▶ [Document extract]:
↓

# Battery-powered front light that mounts on front fork like a Dynamo light?



## Greg Smalter (Jul 16, 2005)

I just got a Felt Verza Regency for commuting/grocery getting. One of the compromises is that this bike doesn't come with lights. Easy enough to get - however I really like the Dynamo-style lights that mount where the front brakes mount and end up in front of the head tube, mainly because I think it's way less likely to get stolen than a handlebar quick-release light (and it's annoying to have to take my light with me every time I go into the grocery store) but also because I like the appearance better.

In the process of writing this I actually found this light, which is a good example of what I want (I would use the fork-mount option): Torpedo Front Lamp | SOMA Fabrications

.. but it's a 1W light and doesn't even say how many lumens it is. Does anyone have a similar light and a recommended brightness in lumens?

↑

▶ [Data entries]:
↓

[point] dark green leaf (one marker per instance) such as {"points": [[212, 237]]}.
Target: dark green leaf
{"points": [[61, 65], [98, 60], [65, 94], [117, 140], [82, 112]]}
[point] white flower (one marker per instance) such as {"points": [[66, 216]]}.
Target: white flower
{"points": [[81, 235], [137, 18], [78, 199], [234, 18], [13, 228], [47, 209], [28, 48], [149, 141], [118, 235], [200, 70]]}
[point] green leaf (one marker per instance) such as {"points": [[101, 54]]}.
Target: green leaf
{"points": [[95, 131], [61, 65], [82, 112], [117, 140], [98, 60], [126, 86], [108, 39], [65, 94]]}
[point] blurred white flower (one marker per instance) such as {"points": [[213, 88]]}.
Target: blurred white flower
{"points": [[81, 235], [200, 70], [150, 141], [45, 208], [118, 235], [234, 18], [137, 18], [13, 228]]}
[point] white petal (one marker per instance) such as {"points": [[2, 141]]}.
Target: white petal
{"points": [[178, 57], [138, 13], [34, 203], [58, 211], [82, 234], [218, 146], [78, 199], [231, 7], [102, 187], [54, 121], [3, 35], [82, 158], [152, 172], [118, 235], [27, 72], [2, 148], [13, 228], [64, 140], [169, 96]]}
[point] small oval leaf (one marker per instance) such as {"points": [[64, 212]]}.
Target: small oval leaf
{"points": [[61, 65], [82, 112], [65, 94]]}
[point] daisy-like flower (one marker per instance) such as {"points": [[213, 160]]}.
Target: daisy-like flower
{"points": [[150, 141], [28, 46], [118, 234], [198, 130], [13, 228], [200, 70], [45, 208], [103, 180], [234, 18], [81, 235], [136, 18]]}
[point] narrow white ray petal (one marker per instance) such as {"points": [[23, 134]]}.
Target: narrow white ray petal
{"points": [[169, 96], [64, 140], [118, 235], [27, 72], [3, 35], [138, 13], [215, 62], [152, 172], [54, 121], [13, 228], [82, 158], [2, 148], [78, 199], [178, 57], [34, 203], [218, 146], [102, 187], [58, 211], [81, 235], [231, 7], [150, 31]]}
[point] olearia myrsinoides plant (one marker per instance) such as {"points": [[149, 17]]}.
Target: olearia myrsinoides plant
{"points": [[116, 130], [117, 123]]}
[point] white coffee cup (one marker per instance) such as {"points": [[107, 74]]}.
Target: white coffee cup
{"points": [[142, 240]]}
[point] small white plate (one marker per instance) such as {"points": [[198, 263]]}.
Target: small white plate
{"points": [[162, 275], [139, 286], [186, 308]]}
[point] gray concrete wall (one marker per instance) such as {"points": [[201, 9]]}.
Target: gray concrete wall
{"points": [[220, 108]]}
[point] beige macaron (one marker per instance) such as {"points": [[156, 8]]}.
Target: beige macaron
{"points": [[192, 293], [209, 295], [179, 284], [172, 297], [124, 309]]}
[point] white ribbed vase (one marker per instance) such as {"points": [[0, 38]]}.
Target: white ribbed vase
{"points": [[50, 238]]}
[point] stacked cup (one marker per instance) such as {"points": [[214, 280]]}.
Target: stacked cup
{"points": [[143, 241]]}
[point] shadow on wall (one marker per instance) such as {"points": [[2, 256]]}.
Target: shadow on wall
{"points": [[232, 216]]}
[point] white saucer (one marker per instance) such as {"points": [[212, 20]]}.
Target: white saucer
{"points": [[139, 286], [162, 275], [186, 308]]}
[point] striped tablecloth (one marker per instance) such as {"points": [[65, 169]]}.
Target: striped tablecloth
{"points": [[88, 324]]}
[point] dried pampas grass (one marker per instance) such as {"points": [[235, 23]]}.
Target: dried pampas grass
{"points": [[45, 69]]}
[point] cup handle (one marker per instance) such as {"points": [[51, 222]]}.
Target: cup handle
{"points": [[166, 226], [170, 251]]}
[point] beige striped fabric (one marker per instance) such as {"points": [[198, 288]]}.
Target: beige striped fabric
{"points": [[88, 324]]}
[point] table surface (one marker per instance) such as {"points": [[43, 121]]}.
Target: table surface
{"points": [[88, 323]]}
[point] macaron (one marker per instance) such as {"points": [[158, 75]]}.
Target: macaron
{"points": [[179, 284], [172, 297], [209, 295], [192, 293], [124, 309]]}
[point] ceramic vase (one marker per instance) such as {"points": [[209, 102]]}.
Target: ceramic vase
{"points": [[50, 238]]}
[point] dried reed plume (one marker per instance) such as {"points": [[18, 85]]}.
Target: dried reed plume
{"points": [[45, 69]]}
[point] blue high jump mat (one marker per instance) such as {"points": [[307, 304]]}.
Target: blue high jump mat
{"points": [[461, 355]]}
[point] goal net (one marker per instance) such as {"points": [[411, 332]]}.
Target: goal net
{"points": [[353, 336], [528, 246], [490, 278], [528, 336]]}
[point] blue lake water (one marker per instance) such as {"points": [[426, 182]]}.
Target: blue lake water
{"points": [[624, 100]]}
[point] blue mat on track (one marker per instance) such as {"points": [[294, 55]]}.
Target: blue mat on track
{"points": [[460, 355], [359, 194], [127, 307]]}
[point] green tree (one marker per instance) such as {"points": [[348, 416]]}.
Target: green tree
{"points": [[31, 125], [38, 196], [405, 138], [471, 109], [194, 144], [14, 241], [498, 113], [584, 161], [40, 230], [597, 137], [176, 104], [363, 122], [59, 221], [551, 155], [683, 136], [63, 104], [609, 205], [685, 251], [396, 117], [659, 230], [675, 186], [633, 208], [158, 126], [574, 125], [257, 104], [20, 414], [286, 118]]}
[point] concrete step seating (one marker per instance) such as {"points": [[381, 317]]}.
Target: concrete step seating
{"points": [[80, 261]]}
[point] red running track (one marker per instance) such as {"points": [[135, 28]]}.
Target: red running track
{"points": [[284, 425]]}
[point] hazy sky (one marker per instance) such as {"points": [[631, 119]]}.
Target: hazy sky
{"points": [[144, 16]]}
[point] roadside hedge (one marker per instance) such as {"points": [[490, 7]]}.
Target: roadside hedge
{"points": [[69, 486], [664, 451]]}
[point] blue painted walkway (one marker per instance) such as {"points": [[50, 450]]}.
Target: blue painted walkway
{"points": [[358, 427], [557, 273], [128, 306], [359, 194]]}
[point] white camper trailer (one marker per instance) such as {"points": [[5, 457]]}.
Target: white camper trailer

↑

▶ [Direction 1]:
Revise the rows from the line with "[point] red running" up to and including the last row, putting "overcast sky" wherever "hazy sky" appears and leaving everything else unchanged. Return only those lines.
▶ [Direction 2]:
Continue the forum thread about a battery-powered bike light for the front fork from the point where it stops.
The forum thread and the rows have nothing to do with each other.

▶ [Exercise answer 1]:
[point] red running track (one marker per instance) such as {"points": [[135, 28]]}.
Target: red running track
{"points": [[284, 425]]}
[point] overcast sky (one marker per instance) such as {"points": [[631, 119]]}.
Target: overcast sky
{"points": [[144, 16]]}
[point] roadside hedge (one marker per instance) such as {"points": [[490, 7]]}.
Target: roadside hedge
{"points": [[69, 486], [664, 451]]}
[point] blue painted walkway (one marker per instance) such as {"points": [[50, 450]]}.
Target: blue painted walkway
{"points": [[358, 427], [557, 273], [128, 306], [359, 194]]}
[point] white camper trailer (one marker per instance) such as {"points": [[5, 457]]}.
Target: white camper trailer

▶ [Exercise answer 2]:
Thanks.


----------



## thatdrewguy (Aug 7, 2009)

Not really too similar but another option if you have eyelets on your fork. I have one of these along with a Lenzyne Powerdrive XL light. Mine puts out a bit more than 1w...
Gino Light Mount from Paul Component Engineering


----------



## InfiniteLoop (Mar 20, 2010)

I think Busch & Muller and Spanninga make battery versions of some of their dyno lites. Personally I'd get a dyno hub and rebuild the front wheel.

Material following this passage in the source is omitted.